## Start Listed records

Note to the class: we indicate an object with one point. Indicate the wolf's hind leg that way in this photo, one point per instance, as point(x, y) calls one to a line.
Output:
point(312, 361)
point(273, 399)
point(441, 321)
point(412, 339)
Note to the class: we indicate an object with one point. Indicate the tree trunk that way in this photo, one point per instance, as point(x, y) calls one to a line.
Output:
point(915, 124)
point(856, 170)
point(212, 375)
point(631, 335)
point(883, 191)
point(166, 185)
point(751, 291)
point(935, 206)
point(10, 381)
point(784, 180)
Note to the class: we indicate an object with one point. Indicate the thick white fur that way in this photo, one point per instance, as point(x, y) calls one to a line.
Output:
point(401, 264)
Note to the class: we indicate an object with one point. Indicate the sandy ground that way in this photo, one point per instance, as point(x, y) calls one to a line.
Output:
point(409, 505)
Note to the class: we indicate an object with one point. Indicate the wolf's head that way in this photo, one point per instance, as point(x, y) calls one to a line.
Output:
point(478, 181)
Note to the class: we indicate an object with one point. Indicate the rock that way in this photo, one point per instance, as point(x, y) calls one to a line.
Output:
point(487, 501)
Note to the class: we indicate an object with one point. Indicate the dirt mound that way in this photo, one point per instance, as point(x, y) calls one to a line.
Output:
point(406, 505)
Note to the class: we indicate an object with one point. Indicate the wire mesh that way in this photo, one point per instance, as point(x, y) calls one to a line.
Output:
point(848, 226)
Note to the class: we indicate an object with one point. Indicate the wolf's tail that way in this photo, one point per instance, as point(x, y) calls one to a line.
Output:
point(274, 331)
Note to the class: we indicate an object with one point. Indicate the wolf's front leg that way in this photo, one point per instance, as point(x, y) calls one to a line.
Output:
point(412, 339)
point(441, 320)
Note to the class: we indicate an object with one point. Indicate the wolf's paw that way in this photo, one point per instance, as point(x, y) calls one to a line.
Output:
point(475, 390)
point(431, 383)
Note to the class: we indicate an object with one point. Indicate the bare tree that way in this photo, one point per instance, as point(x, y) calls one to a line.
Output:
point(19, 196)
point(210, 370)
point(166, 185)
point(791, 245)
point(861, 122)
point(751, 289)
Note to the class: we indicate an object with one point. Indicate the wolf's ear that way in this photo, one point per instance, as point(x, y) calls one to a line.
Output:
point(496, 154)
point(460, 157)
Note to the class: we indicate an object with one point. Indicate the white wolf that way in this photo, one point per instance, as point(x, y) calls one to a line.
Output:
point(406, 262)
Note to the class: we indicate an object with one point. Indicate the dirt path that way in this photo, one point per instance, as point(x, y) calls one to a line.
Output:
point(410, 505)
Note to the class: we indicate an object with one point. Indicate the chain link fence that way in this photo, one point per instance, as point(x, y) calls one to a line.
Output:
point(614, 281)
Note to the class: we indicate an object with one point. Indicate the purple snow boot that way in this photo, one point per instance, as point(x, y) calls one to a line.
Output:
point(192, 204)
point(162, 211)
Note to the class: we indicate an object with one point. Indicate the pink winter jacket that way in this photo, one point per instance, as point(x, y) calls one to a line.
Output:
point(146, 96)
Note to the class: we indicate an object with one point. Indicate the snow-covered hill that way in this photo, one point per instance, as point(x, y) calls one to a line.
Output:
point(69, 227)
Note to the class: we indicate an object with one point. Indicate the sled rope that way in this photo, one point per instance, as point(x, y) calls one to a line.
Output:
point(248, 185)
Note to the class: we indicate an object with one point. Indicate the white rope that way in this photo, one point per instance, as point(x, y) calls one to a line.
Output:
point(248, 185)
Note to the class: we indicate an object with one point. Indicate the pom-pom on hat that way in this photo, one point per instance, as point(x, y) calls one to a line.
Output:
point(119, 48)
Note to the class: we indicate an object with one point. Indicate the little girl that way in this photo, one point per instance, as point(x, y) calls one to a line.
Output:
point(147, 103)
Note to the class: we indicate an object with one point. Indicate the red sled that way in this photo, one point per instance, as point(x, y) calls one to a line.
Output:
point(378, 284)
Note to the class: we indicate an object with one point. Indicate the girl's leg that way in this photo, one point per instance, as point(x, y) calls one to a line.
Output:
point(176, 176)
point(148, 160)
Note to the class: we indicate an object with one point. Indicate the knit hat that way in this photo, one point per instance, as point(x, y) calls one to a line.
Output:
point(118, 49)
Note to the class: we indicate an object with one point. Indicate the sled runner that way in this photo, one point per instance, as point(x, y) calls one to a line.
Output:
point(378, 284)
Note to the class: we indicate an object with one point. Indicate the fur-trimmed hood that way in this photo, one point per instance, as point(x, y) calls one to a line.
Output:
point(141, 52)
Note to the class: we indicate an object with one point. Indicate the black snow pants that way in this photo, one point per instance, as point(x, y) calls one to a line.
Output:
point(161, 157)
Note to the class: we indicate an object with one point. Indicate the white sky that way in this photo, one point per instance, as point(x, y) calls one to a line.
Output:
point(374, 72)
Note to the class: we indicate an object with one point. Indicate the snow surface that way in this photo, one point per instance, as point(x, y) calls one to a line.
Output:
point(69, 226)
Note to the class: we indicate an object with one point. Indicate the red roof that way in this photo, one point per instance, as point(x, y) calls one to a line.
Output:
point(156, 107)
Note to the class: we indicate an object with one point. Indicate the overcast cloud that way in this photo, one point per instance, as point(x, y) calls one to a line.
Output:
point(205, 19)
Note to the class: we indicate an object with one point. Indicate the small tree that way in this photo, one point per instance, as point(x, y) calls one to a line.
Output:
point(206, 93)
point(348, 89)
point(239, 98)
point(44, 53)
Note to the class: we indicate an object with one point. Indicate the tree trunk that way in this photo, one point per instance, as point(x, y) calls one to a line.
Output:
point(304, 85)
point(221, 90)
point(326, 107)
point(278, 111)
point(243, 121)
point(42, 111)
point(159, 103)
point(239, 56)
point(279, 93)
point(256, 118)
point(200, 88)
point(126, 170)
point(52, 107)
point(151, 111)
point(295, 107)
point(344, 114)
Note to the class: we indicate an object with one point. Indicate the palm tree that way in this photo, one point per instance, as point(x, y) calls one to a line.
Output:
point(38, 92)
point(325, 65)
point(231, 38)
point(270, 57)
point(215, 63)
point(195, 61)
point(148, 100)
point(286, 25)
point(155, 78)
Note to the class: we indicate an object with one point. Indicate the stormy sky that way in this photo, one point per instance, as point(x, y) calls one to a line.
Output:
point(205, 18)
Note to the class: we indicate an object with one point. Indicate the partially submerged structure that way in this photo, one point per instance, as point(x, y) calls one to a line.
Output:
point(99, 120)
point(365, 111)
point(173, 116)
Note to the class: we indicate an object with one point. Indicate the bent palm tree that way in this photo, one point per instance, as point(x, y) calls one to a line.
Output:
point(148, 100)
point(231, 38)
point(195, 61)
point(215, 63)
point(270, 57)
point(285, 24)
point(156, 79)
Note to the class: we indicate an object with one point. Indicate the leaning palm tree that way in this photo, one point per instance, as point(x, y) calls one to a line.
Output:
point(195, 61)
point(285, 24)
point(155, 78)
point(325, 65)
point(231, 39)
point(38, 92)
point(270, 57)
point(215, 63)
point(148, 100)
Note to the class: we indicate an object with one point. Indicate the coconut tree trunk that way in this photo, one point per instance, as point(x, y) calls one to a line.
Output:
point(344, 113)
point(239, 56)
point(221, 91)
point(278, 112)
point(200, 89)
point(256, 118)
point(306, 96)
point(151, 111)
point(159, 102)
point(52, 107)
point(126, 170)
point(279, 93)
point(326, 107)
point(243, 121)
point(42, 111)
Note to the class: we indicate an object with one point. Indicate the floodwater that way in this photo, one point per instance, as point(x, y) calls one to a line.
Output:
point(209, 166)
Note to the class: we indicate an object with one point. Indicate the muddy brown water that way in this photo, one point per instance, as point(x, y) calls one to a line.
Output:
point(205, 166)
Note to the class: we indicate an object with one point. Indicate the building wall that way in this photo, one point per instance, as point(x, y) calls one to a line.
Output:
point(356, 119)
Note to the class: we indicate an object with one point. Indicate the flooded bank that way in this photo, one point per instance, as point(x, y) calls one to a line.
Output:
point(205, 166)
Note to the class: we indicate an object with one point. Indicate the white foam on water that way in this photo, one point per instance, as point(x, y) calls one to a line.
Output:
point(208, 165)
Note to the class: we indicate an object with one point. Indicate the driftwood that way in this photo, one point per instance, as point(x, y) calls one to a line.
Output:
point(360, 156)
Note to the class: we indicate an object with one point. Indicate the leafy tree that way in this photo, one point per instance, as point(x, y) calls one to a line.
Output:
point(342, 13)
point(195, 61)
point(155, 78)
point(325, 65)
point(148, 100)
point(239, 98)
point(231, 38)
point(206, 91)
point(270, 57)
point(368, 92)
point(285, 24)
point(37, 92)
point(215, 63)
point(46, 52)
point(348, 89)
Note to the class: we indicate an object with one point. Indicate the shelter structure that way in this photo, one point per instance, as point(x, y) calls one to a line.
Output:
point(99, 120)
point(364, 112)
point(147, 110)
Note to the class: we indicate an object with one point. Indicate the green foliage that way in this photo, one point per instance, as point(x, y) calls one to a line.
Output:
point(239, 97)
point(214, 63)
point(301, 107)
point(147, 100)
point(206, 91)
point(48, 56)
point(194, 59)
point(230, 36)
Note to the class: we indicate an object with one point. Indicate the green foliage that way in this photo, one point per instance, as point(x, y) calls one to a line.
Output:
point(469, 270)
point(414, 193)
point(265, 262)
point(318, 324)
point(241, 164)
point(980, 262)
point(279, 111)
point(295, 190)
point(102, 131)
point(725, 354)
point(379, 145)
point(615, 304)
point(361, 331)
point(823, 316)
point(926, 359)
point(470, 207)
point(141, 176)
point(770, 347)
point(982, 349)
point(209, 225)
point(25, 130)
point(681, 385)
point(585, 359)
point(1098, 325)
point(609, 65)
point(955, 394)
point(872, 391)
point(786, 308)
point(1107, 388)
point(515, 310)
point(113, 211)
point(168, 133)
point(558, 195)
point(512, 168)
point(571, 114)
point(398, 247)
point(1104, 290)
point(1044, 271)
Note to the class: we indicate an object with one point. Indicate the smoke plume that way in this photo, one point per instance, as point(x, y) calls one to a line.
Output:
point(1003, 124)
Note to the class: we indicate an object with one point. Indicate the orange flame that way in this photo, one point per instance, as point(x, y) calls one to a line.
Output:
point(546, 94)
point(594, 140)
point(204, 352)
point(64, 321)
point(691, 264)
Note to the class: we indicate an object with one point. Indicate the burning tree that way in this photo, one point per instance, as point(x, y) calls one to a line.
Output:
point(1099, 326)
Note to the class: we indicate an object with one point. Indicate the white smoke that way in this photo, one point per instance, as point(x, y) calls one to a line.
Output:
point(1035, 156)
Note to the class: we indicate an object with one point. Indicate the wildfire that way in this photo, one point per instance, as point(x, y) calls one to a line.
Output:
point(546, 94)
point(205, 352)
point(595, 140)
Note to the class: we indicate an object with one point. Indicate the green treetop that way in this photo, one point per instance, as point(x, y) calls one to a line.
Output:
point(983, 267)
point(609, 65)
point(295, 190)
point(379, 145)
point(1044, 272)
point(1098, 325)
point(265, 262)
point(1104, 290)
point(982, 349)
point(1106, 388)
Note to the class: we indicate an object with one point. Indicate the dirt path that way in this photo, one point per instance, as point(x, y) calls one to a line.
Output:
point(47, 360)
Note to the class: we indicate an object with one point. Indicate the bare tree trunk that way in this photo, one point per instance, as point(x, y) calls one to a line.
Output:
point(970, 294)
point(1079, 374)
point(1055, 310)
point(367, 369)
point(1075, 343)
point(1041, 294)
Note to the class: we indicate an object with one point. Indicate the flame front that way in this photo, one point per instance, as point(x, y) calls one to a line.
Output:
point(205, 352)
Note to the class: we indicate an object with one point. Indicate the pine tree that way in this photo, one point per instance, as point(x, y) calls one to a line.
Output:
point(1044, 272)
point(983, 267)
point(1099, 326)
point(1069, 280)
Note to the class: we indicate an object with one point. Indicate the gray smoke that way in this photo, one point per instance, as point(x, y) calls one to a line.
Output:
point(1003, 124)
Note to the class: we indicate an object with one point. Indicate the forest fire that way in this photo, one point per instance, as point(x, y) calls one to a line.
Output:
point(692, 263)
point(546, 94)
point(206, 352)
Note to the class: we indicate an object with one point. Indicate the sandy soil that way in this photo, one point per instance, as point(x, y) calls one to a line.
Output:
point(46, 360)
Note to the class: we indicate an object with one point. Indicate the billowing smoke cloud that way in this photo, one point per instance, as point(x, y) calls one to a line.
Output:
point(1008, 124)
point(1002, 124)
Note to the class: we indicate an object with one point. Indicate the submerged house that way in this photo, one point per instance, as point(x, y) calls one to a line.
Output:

## End Listed records

Task requirements
Lay out the records from their first line through the line containing "point(784, 180)" as a Markdown table with two columns, "Number" and "Line", giving each row its number and omitting blank lines.

Full answer
| Number | Line |
|---|---|
| 1 | Note to the class: we indicate an object with one point. Indicate the wolf's hind leg that way in this photo, one point per instance, as point(x, y) calls one to a line. |
| 2 | Output: |
| 3 | point(312, 361) |
| 4 | point(273, 399) |
| 5 | point(441, 321) |
| 6 | point(412, 339) |
| 7 | Note to the class: we indicate an object with one point. Indicate the tree trunk that way in this photo, one point per instance, as point(x, y) calls one to a line. |
| 8 | Output: |
| 9 | point(915, 124) |
| 10 | point(856, 170) |
| 11 | point(212, 375) |
| 12 | point(631, 335) |
| 13 | point(883, 191) |
| 14 | point(166, 185) |
| 15 | point(751, 291) |
| 16 | point(935, 206) |
| 17 | point(10, 381) |
| 18 | point(784, 180) |